::: Records shown :::
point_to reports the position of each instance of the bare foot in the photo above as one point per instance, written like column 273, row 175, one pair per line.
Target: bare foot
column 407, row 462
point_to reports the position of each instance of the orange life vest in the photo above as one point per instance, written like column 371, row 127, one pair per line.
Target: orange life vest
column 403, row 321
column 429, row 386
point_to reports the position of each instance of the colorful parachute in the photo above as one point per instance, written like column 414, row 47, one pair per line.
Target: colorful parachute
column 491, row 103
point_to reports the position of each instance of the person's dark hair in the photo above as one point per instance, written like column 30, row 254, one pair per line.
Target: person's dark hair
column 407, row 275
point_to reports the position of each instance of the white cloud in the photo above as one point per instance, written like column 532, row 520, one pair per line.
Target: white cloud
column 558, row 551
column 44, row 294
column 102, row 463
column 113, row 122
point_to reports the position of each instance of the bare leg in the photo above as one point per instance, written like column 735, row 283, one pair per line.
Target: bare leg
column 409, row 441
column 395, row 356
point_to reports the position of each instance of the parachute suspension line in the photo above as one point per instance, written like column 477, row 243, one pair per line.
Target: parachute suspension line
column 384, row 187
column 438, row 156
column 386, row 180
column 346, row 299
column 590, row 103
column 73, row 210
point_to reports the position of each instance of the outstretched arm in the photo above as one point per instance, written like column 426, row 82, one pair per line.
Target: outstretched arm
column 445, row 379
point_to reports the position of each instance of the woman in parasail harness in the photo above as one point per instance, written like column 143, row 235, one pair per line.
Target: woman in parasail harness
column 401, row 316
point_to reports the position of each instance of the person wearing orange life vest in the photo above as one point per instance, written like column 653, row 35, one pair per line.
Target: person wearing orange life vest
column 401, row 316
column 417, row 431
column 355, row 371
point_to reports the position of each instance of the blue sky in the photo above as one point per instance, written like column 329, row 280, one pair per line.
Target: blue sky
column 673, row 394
:::
::: Records shown :::
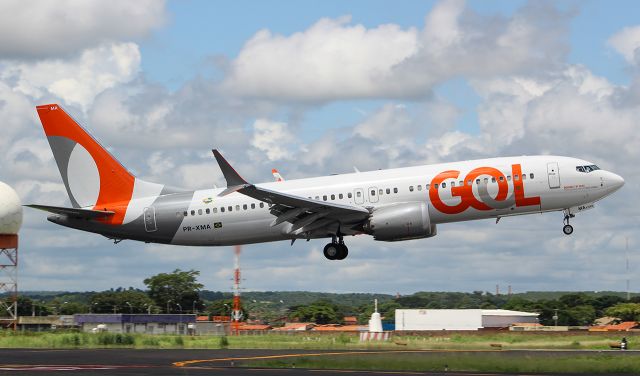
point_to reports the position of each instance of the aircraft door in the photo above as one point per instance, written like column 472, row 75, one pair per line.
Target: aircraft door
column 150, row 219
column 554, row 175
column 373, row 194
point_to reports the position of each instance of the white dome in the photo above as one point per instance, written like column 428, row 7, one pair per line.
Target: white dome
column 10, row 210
:::
To do: Please transcribe exactly the lines above from the line that has "point_to reports the position of each instance of the bare foot" up to and including the line that has "point_to reports the position of each instance of the orange"; no other line belongs in the answer.

Answer box:
point_to reports the position of each instance of the bare foot in the photo above as one point per instance, written like column 273, row 175, one pair per line.
Target: bare foot
column 407, row 462
point_to reports the position of each instance of the orange life vest in the photo above as one point per instance, written like column 371, row 127, one pair per line.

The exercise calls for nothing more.